_WRITTEN REQUEST_:
Please copy the part of the sqldf page that opens with the words containing "A simple wrapper to run SQL queries" and closes with "pandas.DataFrame objects (Python).", swapping "wrapper" for "interface".

/sqldf

A simple wrapper to run SQL queries (SQLite3) on pandas.Dataframe objects (Python)

Primary LanguagePythonMIT LicenseMIT

SQLDF - Structured Query Language (SQL) on DataFrames (DF)

A simple wrapper to run SQL (SQLite) queries on pandas.DataFrame objects (Python).

Requirements

  • 'python' >= 3.5
  • 'pandas' >= 1.0

Installation

With pip (from PyPI repository):

pip install sqldf

Examples of use

  • SELECT query with WHERE condition
# Import libraries
import pandas as pd
import numpy as np
import sqldf

# Create a dummy pd.Dataframe
df = pd.DataFrame({'col1': ['A', 'B', np.NaN, 'C', 'D'], 'col2': ['F', np.NaN, 'G', 'H', 'I']})

# Define a SQL (SQLite3) query
query = """
SELECT *
FROM df
WHERE col_1 IS NOT NULL;
"""

# Run the query
df_view = sqldf.run(query)
  • UPDATE query that change inplace a pd.Dataframe
# Import libraries
import pandas as pd
import sqldf

# Create a dummy pd.Dataframe
url = ('https://raw.github.com/pandas-dev/pandas/master/pandas/tests/data/tips.csv')
tips = pd.read_csv(url)

# Define a SQL (SQLite3) query
query = """
UPDATE tips
SET tip = tip*2
WHERE tip < 2;
"""

# Run the query
sqldf.run(query)

How it works

  1. It create a virtual in-memory SQLite3 database at runtime
  2. It convert the pd.DataFrame input(s) to SQL table(s)
  3. It proceed the SQL query on the table(s)
  4. It convert back the SQL table(s) to updated pd.DataFrame(s) if required
  5. It returns the result of the query if required

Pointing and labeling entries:
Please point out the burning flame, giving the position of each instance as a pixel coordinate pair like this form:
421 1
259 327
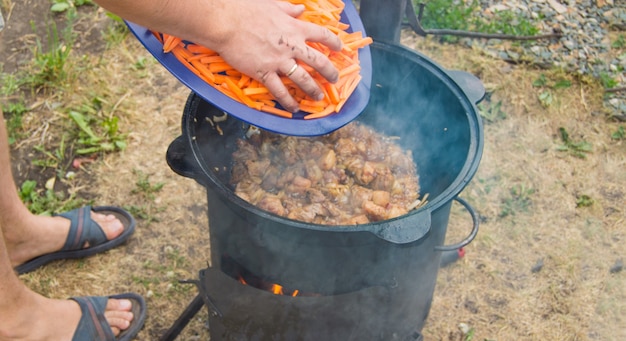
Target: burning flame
274 288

_TASK OUTPUT_:
A simple interface to run SQL queries (SQLite3) on pandas.Dataframe objects (Python)

Primary LanguagePythonMIT LicenseMIT

SQLDF - Structured Query Language (SQL) on DataFrames (DF)

A simple interface to run SQL (SQLite) queries on pandas.DataFrame objects (Python).